**Excerpted data:**
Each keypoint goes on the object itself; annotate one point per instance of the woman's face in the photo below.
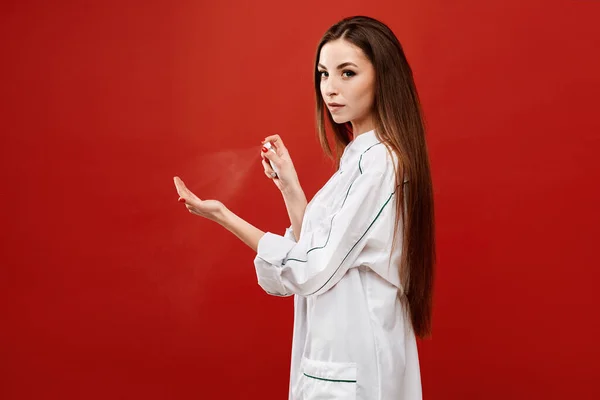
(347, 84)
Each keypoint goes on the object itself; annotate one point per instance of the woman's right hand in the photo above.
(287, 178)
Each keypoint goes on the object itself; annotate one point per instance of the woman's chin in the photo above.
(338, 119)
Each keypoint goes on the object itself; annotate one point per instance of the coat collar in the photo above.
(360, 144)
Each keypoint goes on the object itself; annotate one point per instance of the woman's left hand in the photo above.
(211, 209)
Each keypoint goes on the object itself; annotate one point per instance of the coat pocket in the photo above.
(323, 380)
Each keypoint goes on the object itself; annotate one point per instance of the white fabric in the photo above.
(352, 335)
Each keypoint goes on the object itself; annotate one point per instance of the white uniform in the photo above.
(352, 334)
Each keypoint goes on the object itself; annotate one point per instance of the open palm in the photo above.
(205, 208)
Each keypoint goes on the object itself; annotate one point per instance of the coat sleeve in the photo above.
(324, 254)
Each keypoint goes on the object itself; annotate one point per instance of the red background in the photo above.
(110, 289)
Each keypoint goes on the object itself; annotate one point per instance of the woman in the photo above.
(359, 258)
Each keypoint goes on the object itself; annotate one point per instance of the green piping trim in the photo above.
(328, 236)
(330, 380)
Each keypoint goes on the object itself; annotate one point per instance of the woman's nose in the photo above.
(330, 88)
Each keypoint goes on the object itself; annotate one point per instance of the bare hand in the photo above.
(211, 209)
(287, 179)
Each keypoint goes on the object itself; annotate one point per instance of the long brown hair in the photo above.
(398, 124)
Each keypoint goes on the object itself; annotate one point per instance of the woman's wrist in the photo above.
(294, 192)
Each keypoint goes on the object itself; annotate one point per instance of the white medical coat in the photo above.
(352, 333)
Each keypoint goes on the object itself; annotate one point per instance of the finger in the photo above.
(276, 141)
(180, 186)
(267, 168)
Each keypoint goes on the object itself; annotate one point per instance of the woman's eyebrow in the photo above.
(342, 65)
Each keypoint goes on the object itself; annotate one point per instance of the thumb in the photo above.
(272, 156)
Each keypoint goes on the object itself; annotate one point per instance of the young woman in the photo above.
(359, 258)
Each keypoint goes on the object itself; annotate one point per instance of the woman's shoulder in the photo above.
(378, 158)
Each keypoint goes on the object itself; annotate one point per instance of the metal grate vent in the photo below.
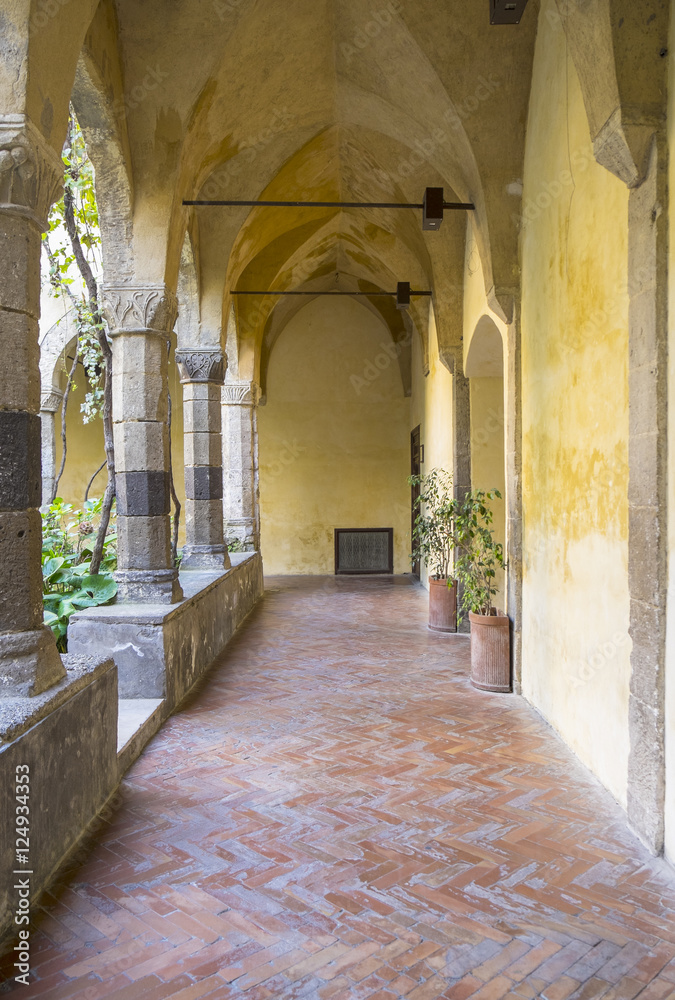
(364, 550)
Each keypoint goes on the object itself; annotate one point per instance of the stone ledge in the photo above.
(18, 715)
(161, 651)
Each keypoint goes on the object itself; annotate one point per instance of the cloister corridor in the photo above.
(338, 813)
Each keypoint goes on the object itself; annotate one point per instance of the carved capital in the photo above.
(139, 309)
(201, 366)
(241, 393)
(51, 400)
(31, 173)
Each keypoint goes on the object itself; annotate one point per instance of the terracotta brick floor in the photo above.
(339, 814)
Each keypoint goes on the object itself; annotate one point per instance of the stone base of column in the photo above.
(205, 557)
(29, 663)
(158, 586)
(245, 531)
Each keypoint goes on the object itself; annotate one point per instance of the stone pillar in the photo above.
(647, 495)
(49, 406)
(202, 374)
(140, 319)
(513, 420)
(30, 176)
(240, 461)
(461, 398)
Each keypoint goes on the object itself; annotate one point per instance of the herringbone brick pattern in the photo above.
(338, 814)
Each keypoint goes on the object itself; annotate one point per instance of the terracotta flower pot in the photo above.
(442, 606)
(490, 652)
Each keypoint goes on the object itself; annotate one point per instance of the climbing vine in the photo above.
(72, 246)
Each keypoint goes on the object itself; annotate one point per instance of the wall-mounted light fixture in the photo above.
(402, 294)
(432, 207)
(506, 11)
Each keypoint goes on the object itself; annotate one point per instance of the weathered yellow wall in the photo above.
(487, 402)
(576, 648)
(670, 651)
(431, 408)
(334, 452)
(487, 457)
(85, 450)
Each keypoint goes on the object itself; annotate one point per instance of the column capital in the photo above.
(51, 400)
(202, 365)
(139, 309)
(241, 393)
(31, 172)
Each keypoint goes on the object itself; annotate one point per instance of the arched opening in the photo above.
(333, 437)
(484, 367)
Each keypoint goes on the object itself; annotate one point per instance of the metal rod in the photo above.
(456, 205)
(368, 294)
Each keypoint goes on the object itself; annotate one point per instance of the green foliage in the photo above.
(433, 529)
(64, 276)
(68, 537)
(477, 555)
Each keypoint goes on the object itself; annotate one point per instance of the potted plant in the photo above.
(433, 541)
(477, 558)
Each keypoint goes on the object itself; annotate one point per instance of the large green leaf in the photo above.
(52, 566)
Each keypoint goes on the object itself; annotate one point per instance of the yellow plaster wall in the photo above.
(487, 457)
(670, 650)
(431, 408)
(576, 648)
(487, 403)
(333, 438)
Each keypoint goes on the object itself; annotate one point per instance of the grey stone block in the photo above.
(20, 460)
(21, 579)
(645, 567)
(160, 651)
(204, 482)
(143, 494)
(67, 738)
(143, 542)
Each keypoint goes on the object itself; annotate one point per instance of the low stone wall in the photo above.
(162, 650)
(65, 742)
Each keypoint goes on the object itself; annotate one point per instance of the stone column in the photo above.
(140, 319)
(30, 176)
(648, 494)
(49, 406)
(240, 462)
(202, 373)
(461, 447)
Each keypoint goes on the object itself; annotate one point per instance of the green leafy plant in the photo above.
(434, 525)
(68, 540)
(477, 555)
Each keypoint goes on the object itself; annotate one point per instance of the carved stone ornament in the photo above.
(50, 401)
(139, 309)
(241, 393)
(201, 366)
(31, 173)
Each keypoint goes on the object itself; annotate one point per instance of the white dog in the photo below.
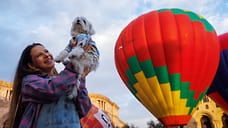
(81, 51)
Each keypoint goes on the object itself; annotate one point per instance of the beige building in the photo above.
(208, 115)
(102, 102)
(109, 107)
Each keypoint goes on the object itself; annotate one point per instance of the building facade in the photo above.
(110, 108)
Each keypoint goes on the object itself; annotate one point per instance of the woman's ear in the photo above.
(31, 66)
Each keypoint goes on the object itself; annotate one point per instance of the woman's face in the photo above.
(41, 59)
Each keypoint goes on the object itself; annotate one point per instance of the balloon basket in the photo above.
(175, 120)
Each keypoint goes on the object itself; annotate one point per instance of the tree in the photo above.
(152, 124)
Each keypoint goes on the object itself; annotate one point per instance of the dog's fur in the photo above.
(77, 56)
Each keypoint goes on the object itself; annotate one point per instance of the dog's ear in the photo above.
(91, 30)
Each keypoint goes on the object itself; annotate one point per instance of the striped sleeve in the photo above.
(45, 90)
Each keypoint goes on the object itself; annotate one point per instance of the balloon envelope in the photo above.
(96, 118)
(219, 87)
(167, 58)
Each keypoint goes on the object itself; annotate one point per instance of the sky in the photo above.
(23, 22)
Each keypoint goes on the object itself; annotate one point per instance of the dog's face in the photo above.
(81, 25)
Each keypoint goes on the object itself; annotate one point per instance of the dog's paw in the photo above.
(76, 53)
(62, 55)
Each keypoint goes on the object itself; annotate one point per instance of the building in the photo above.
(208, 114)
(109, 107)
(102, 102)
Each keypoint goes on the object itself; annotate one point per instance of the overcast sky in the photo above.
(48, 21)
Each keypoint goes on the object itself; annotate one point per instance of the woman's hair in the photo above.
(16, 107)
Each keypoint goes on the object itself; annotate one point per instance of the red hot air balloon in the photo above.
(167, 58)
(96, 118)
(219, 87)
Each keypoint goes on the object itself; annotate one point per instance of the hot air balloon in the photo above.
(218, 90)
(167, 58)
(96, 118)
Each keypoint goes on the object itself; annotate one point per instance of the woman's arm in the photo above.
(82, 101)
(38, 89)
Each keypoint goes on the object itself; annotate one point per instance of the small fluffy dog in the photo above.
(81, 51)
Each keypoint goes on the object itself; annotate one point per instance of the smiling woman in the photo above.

==

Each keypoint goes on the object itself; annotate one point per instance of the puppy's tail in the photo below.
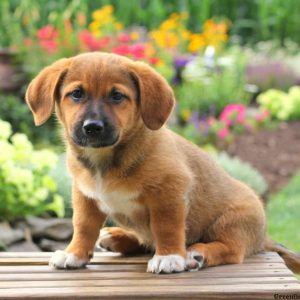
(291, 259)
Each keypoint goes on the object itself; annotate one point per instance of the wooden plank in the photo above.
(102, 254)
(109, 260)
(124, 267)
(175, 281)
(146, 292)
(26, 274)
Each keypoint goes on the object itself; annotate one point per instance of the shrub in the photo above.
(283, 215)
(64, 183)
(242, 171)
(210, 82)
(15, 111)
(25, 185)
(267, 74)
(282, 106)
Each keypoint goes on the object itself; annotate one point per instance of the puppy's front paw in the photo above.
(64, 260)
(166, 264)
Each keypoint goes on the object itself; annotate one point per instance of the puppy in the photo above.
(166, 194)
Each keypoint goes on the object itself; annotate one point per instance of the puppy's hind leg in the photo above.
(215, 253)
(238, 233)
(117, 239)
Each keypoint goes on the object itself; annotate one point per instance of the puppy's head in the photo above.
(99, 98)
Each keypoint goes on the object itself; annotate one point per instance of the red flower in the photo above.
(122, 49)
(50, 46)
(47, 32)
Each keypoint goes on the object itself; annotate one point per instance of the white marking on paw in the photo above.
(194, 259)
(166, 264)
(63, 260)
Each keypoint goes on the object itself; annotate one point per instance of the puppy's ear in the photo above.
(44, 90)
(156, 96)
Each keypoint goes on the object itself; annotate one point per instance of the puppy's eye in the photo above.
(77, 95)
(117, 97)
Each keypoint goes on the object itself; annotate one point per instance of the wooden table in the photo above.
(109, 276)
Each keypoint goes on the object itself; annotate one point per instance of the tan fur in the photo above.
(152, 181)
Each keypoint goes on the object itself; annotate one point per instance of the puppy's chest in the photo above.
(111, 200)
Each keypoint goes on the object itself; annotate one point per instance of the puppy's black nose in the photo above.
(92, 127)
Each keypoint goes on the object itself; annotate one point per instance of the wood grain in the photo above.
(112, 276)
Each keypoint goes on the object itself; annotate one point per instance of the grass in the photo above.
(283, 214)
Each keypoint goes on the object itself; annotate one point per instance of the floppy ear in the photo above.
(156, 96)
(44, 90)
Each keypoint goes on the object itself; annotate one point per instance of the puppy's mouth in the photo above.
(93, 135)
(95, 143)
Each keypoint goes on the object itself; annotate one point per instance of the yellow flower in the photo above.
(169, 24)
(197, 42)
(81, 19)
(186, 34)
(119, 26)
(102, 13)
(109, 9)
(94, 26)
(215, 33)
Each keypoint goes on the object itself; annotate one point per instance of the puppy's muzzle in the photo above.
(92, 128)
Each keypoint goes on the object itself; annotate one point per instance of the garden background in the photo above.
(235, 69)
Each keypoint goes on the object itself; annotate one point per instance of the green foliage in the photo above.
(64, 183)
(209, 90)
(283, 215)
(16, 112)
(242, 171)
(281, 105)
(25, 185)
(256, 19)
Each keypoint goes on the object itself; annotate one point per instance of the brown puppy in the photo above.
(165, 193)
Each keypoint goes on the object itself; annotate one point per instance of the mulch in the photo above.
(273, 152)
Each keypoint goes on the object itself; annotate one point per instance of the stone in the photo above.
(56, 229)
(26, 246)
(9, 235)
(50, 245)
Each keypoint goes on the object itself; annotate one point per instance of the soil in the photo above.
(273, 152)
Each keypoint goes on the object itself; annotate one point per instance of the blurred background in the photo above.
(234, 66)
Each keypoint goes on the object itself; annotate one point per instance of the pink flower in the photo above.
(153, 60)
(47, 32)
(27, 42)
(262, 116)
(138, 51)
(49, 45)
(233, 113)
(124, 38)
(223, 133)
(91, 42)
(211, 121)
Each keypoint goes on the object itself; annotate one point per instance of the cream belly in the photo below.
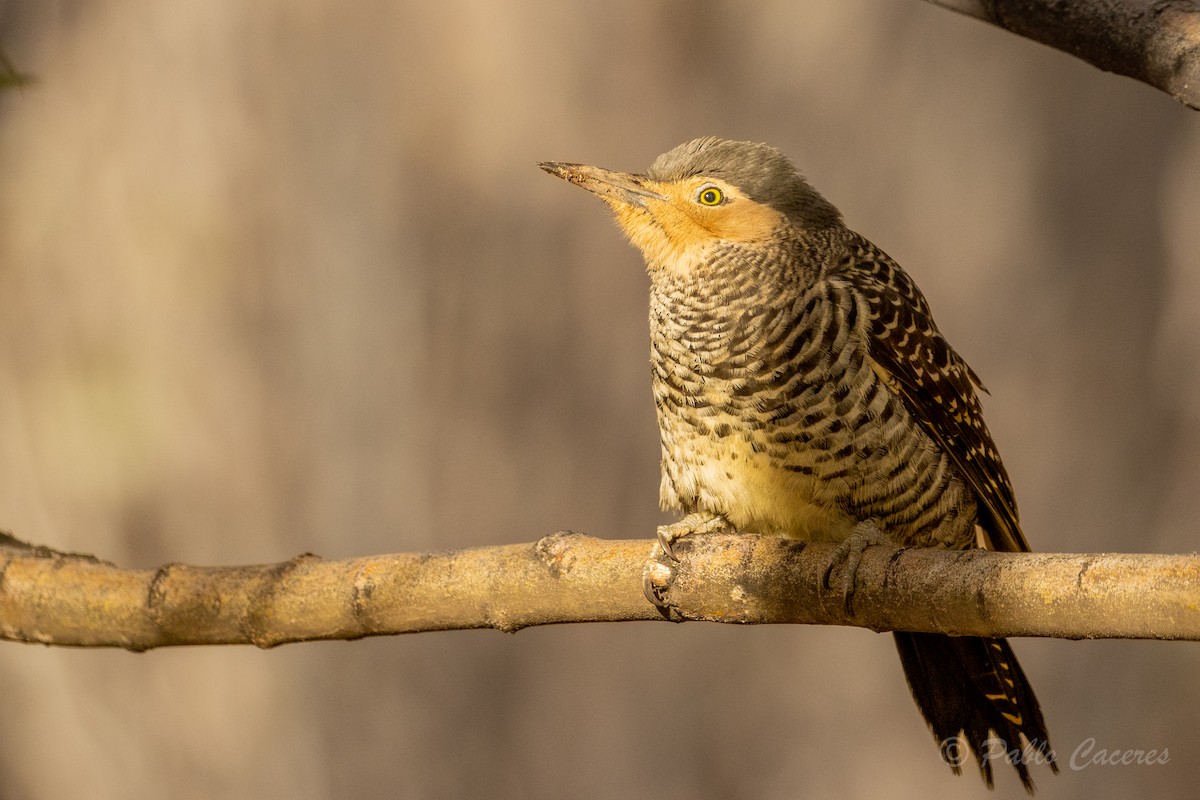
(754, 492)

**Problem:**
Output the lines of the records above exactly as they appear, from the line containing "dog in the photo above." through the line containing "smiling woman in the photo above.".

**Output:**
Each keypoint goes on the object itself; annotate one point per instance of the small fluffy dog in the photo above.
(81, 51)
Each keypoint goes on the object itself; annotate one point per instance of the smiling woman in the photo above.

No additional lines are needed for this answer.